=== Data extract ===
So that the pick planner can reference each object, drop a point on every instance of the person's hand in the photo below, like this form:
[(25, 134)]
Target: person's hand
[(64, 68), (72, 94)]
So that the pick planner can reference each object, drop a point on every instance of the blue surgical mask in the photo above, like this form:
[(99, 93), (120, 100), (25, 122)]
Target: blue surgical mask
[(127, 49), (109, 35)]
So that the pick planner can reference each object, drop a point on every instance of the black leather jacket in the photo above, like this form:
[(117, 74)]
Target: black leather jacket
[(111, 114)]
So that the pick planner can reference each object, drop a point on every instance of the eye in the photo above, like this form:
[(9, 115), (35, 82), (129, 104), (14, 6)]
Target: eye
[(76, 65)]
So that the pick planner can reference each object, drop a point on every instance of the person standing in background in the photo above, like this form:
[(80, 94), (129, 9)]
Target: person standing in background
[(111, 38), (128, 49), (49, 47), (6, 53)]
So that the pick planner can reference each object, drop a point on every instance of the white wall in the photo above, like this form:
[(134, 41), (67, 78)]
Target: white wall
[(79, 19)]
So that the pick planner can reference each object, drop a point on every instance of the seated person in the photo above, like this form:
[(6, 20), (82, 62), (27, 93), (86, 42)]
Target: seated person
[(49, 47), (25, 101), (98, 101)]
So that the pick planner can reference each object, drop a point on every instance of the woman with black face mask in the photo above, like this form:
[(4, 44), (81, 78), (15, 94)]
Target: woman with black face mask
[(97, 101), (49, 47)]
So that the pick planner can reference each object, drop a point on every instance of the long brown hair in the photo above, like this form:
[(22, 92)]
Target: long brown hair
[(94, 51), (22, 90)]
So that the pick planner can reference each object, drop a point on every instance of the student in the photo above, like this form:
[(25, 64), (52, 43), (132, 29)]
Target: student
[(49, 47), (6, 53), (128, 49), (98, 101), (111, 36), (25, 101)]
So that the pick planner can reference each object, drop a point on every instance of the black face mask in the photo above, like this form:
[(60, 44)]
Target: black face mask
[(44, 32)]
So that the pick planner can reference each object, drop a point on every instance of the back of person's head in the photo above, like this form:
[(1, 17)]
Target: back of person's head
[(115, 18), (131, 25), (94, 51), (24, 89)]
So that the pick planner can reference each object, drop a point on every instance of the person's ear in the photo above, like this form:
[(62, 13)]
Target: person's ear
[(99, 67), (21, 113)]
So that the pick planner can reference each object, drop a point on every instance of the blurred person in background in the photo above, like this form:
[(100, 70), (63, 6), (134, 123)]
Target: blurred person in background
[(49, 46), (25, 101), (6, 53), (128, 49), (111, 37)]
===
> **Request**
Please reproduce every line of the material above without changing anything.

> **Task output**
So that the pick planner can reference each object, drop a point on every instance of the person's hand in the photo below, like this form:
[(25, 134)]
Target: person's hand
[(64, 68), (72, 94)]
So that the pick planner can reference each object, drop a point on every instance of the blue surgical mask in the photo above, like this form:
[(99, 93), (120, 100), (25, 122)]
Target: blue surgical mask
[(127, 49), (109, 35)]
So that the pick planner can reference each object, drop a point on every instance of the black leather jacket in the photo above, like this form:
[(117, 74)]
Target: black leather jacket
[(111, 114)]
So that the pick planner can reference each object, drop a point on every instance of the eye in the photo above, like this form:
[(9, 115), (35, 82), (129, 104), (14, 6)]
Target: eye
[(76, 65)]
So that the pick planner can reference each object, drop a point on every instance of the person standing in background in the photo above, like this form:
[(80, 94), (129, 9)]
Target: person standing in background
[(111, 38), (128, 49), (49, 47), (6, 53)]
So that the pick planner can reference each object, drop a point on every instance of the white wall in the photo above, like this form:
[(134, 41), (67, 78)]
Target: white wall
[(79, 19)]
So that the pick planner can reference each object, drop a point on every instance of the seated person in the photo above, like this form:
[(6, 20), (82, 62), (27, 93), (86, 42)]
Target: seated person
[(49, 47), (25, 101), (98, 101)]
So that the pick planner can reference each object, drop a point on every instance of the woman with black face mask in the photo above, like this form:
[(4, 44), (81, 78), (15, 94)]
Target: woman with black face mask
[(97, 101), (49, 47)]
So that the pick planner can reference each object, drop a point on every instance of the long brown hair in the photo above, like this form:
[(22, 92)]
Target: long brown hair
[(94, 51), (22, 90)]
So that the pick planner can reference each object, drop a point on every instance of the student in the photo above, like this form:
[(25, 64), (52, 43), (132, 29)]
Target: student
[(49, 47), (6, 53), (128, 49), (98, 101), (111, 36), (25, 101)]
So that the pick planner can reference each object, drop a point on every instance of the black face mask in the photo above, like this form:
[(60, 44)]
Target: black face mask
[(44, 32)]
So that the pick planner can reference each object, drop a point on every instance of the back of person's head in the photo above, like this form:
[(1, 17)]
Target: back of person's head
[(115, 18), (131, 25), (94, 51), (24, 89)]
So that the pick planner can reference each object, drop a point on every instance of the person's ear in the photo above, like this form:
[(62, 13)]
Target: person's ear
[(99, 67), (21, 113)]
So that the pick planner can reference each object, drop a point on every instance of the blurred person in background in the photo above, like this form:
[(100, 70), (63, 6), (134, 123)]
Target: blurred person in background
[(49, 46), (25, 101), (6, 53), (128, 49), (111, 37)]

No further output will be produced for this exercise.